-------- Material supplied
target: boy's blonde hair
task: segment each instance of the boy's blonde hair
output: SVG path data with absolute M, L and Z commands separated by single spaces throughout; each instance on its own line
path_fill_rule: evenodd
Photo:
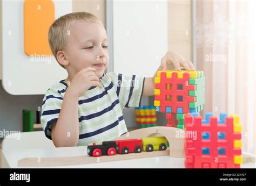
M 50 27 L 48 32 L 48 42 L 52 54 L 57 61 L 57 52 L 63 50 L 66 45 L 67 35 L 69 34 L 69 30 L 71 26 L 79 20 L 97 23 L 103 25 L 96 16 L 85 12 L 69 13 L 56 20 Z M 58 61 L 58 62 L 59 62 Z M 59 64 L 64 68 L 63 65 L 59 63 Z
----------------
-------- Material supplied
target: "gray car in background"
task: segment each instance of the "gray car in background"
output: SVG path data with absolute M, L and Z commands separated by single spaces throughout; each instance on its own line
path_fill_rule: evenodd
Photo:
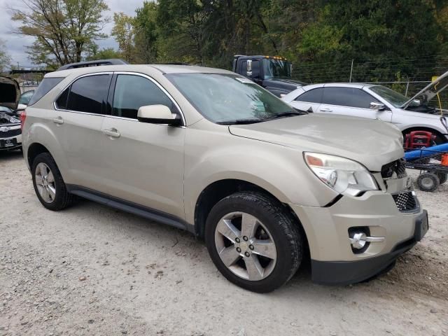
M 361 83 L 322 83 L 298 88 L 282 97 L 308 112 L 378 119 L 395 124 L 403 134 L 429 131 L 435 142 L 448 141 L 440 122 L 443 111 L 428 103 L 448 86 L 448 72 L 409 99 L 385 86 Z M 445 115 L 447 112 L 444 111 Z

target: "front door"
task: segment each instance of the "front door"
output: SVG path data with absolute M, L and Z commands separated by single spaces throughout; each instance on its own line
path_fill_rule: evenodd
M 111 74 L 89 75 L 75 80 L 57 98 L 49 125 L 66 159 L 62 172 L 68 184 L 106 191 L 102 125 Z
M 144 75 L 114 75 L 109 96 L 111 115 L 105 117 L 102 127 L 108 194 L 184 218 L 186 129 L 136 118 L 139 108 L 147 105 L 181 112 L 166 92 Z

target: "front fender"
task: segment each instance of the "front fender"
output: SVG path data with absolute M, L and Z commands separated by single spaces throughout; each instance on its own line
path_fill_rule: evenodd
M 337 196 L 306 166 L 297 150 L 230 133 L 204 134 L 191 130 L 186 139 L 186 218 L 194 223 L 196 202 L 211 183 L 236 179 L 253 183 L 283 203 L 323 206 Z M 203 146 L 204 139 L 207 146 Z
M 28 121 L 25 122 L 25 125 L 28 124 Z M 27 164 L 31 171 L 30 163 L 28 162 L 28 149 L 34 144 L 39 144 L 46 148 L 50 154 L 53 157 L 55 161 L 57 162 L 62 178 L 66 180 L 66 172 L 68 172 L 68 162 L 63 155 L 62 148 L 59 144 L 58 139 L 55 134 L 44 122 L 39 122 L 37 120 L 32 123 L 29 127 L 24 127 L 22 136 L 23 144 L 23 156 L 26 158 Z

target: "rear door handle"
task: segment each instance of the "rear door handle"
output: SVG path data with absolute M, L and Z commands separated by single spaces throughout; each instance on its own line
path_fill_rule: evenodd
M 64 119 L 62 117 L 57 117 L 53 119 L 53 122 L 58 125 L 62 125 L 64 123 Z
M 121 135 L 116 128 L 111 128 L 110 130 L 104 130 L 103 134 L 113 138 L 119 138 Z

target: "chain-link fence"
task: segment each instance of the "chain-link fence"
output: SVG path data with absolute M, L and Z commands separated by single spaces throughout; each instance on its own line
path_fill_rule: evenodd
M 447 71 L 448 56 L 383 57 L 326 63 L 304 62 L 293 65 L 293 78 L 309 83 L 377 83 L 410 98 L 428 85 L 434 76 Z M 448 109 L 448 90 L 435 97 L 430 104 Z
----------------
-------- Material supplied
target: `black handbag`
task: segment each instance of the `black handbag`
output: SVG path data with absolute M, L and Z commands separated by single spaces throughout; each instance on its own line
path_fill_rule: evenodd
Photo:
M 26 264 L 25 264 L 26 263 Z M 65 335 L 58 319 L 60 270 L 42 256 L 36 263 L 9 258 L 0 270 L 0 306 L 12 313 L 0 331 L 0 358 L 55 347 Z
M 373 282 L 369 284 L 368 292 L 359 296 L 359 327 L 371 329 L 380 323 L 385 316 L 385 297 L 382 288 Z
----------------
▶ **Instructions to follow**
Edit the lines from the one that contains "target: boy's blonde hair" through the one that contains "M 50 27 L 48", replacing "boy's" with "child's" and leaving everything else unchanged. Give back only those lines, without the pictures.

▶ **Solution**
target: child's blonde hair
task: segment each instance of the child's blonde hair
output: SVG path data with absolute M, L and Z commands separated by single spaces throughout; each instance on its own line
path_fill_rule: evenodd
Photo:
M 50 27 L 48 32 L 48 42 L 52 54 L 57 61 L 57 52 L 63 50 L 66 45 L 67 35 L 69 34 L 69 30 L 71 26 L 79 20 L 97 23 L 103 25 L 96 16 L 85 12 L 69 13 L 56 20 Z M 58 61 L 58 62 L 59 62 Z M 59 64 L 64 68 L 63 65 L 59 63 Z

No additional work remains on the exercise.